* _DATA FOR THIS TASK_

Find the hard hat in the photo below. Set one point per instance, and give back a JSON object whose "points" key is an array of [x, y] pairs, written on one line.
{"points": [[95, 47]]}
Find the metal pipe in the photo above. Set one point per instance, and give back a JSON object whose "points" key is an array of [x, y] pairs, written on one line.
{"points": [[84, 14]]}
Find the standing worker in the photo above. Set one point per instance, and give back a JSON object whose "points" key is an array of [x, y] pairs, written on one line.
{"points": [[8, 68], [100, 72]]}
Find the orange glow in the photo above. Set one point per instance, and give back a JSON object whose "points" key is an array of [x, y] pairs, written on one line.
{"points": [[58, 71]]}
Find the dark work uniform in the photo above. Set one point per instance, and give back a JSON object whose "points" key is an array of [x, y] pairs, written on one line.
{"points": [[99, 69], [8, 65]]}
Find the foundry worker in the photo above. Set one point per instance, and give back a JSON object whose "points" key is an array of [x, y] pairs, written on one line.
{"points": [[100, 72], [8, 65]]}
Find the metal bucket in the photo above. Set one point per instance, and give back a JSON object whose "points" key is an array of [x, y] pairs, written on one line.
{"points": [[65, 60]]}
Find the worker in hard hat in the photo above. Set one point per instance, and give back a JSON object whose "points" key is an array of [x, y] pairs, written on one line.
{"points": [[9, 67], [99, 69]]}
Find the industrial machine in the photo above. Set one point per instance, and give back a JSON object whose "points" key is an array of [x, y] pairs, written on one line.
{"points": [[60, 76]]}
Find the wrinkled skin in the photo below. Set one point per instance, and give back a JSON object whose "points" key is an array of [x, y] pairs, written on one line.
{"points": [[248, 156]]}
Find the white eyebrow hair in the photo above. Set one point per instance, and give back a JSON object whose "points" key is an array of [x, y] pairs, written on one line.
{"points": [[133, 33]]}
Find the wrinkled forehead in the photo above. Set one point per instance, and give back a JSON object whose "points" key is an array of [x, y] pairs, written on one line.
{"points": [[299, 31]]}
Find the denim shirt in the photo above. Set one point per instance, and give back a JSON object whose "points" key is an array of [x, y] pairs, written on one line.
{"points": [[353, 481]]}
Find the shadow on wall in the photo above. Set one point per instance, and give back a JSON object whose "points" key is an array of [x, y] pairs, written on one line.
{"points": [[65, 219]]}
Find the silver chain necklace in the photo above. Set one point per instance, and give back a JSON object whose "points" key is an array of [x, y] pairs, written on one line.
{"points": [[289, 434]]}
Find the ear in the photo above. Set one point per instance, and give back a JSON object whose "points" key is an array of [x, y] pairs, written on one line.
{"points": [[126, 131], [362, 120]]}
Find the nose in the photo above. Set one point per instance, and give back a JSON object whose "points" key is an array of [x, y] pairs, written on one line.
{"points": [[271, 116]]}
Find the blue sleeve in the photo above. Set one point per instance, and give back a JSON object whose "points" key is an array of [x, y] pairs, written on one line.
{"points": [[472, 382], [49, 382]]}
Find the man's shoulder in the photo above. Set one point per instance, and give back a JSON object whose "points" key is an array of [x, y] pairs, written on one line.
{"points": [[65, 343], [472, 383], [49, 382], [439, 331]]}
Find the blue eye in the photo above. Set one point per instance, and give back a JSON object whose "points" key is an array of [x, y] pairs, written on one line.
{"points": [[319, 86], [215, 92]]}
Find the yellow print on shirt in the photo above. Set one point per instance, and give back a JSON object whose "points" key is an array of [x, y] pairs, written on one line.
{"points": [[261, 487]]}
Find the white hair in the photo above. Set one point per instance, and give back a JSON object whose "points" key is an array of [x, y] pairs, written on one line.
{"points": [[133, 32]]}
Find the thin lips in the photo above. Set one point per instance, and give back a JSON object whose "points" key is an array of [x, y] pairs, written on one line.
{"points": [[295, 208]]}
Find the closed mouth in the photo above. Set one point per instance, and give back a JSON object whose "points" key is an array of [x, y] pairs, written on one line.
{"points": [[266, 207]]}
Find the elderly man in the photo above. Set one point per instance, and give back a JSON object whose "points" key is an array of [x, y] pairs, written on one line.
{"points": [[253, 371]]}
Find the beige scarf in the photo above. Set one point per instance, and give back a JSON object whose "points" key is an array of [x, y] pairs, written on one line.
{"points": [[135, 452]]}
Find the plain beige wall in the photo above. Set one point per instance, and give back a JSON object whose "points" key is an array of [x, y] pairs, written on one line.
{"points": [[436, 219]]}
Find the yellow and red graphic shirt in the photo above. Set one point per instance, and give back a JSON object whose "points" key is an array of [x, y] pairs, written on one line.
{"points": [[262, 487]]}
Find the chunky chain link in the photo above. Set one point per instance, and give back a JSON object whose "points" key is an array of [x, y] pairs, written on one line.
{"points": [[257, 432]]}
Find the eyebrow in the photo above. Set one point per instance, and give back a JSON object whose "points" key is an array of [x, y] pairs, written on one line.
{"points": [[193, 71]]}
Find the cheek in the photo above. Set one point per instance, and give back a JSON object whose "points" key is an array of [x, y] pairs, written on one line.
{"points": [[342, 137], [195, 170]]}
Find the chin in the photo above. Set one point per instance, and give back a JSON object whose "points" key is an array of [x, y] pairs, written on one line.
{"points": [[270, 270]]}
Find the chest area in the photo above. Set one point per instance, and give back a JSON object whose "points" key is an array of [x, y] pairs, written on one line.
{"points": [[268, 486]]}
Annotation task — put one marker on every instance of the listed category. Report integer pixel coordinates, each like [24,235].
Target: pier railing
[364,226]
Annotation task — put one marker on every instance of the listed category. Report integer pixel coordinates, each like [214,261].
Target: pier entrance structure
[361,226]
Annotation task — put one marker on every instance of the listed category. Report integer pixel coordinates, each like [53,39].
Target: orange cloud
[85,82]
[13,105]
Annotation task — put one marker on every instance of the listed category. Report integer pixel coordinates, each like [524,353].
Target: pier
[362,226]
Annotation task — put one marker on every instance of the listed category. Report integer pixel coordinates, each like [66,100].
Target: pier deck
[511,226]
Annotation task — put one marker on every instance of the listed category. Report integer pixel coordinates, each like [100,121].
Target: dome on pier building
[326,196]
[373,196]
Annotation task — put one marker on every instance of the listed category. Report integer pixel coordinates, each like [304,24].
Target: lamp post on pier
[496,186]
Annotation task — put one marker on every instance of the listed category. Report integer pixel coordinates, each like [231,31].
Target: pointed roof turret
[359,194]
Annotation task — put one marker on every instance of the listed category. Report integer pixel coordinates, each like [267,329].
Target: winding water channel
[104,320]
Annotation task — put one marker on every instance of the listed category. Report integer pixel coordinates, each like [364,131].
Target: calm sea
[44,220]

* _THE TASK_
Word for word, print the listing above once more.

* _RESPONSE FOR THIS EXERCISE_
Find the hard hat in the photo below. Set one point per instance, and give back a JSON object whose "points" key is an array of [x, y] pairs, written on one line.
{"points": [[95, 47]]}
Find the metal pipe in the photo above. Set one point per instance, and give back a JSON object whose "points" key is an array of [x, y] pairs, written on one line.
{"points": [[84, 14]]}
Find the standing worker in the photo above. Set one point per instance, and give back a JSON object whose "points" key is an array of [x, y] pairs, written on one line.
{"points": [[8, 68], [100, 72]]}
Find the orange glow in the photo above. Set one point per instance, and give back a JSON object whose "points" key is an array of [x, y] pairs, written on one line.
{"points": [[58, 71]]}
Find the dark work uniform in the photo above. Set one point per instance, and give back a JSON object whose "points" key is an array of [x, y] pairs, written on one line.
{"points": [[99, 69], [8, 65]]}
Find the foundry worker in the photo above. Set one point per instance, and give back a JSON object whose "points" key is an array of [x, y] pairs, written on one line.
{"points": [[100, 72], [8, 65]]}
Find the metal bucket in the photo above. Set one point per instance, and give back a JSON object whose "points" key is an array of [x, y] pairs, written on one line.
{"points": [[65, 60]]}
Find the worker in hard hat in the photo above. Set one point per instance, and give back a JSON object whose "points" key is an array of [x, y] pairs, written on one line.
{"points": [[9, 67], [99, 69]]}
Find the industrial machine in the photo above. Set one point per instance, and give back a JSON object whose "points" key is an array of [x, y] pairs, written on one line.
{"points": [[60, 76]]}
Find the wrinkled skin in the photo below. Set one point per instance, and give back a JSON object whose "points" key is an array of [x, y] pairs, written on one line.
{"points": [[248, 156]]}
Find the white eyebrow hair in the photo above. Set one point per instance, and give back a JSON object whose "points" key is an array of [x, y] pairs, written on one line.
{"points": [[133, 33]]}
Find the wrinkled forehead in the photo above. Set one point per instance, and give back a JSON object whose "points" key is an array of [x, y] pairs, written on one line.
{"points": [[299, 31]]}
Find the denim shirt in the photo above. Set one point per instance, and give back a JSON object whose "points" key is an array of [x, y] pairs, written on one line.
{"points": [[353, 481]]}
Find the shadow on wall in the photo above. Set one point per instance, and give back a JSON object whose "points" key is an array of [x, y] pairs, written on one line.
{"points": [[65, 219]]}
Find the silver chain necklace in the photo above. Set one point per instance, and give back a JSON object whose "points" key is an array of [x, y] pairs, written on one line.
{"points": [[289, 434]]}
Find the ear in the photo above. Set one point per instance, and give back a JSON object whose "points" key is an array of [x, y] pairs, written on one line.
{"points": [[126, 131], [362, 120]]}
Find the nose in the photo above. Set one point per instance, and give back a JSON object whose "points" key is an array of [x, y] pairs, written on one line.
{"points": [[271, 116]]}
Find the blue sleeve in the photo above. Set one point per instance, and give back a JSON object whose "points" key is an array of [x, y] pairs, written on one line.
{"points": [[472, 382], [49, 382]]}
Find the man's shoulder in the photo above. Set one point per instance, and give back a JSON object whose "points" key is an array of [x, y] pairs, written on one line.
{"points": [[65, 343], [472, 383], [49, 382], [439, 331]]}
Find the blue eye in the photo above. Set one point per instance, and give back a JSON object whose "points" key is an array of [x, y] pairs, written on one line.
{"points": [[319, 86], [215, 92]]}
Find the yellow print on shirt in the photo above. Set one point per instance, and give back a JSON object whose "points" key is an array of [x, y] pairs, written on one line.
{"points": [[261, 487]]}
Find the white hair in the photo above. Set one point per instance, and give back a JSON object whose "points" key is an array of [x, y] pairs, written on one line.
{"points": [[133, 32]]}
Find the thin lips in the photo above. Set one point per instance, and give back a JSON object whose "points" key is an array of [x, y] pairs, written on one line.
{"points": [[295, 208]]}
Find the closed mouth in the photo above. Set one point per instance, and give back a JSON object whose "points" key is an array of [x, y] pairs, written on one line.
{"points": [[266, 207]]}
Find the elderly man in the photo above. Set one point per instance, and give back a JSON object whose "points" key is an array of [x, y] pairs, written on one line.
{"points": [[253, 371]]}
Find the beige scarf in the photo above. Set one point per instance, and give back a JSON object whose "points" key is an array of [x, y] pairs, written on one line.
{"points": [[135, 452]]}
Find the plain beige wall in the photo above. Set one point per instance, and give back a JSON object whose "points" key is an array of [x, y] pairs, written on one line.
{"points": [[436, 219]]}
Find the yellow and red graphic shirt in the photo above. Set one point per instance, and give back a JSON object whose "points" key is an array of [x, y] pairs, written on one line.
{"points": [[262, 487]]}
Find the chunky chain link in the photo above. Set one point per instance, and give back a JSON object whose "points" key is an array of [x, y] pairs, written on one line.
{"points": [[257, 432]]}
Find the eyebrow in the photo above. Set one point per instance, and give back a JSON object whose "points" key is an array of [x, y] pairs, written on one line.
{"points": [[193, 71]]}
Find the cheek in the photo above. Set one point per instance, and give back a JSON object whose "points" key is an array of [x, y] pairs, written on one line.
{"points": [[342, 137], [195, 170]]}
Find the chin in the photo above. Set one point per instance, and give back a JSON object whose "points" key is an array of [x, y] pairs, written on one line.
{"points": [[270, 270]]}
Find the chest area in the photo above. Set one point per instance, and give back a JSON object whose "points" key is an array of [x, y] pairs, written on one line.
{"points": [[268, 486]]}
Annotation task — put one marker on every instance of the listed category. Report integer pixel coordinates, each like [24,235].
Target: pier railing
[364,226]
Annotation task — put one marker on every instance of the listed category. Report integer pixel coordinates, each like [214,261].
Target: pier entrance structure
[361,226]
Annotation task — put one marker on every instance of the listed category. Report integer pixel coordinates, each like [53,39].
Target: orange cloud
[85,82]
[13,105]
Annotation task — put one marker on every instance of the listed category. Report integer pixel coordinates, each like [524,353].
Target: pier
[362,226]
Annotation task — put one marker on every instance of the listed category. Report integer pixel coordinates, each like [66,100].
Target: pier deck
[511,226]
Annotation task — put one marker on every instance of the listed category. Report integer pixel coordinates, each like [100,121].
Target: dome on pier building
[326,196]
[373,196]
Annotation task — put one marker on every instance of the listed category. Report integer pixel coordinates, each like [304,24].
Target: lamp post on pier
[496,186]
Annotation task — put one marker on every instance of the listed category. Report integer pixel coordinates, each like [231,31].
Target: pointed roof turret
[359,194]
Annotation task — put one marker on every instance of the listed category. Report integer pixel coordinates, each like [267,329].
Target: winding water channel
[104,320]
Annotation task — put one marker on every instance of the listed category. Report integer pixel coordinates, each like [364,131].
Target: calm sea
[44,220]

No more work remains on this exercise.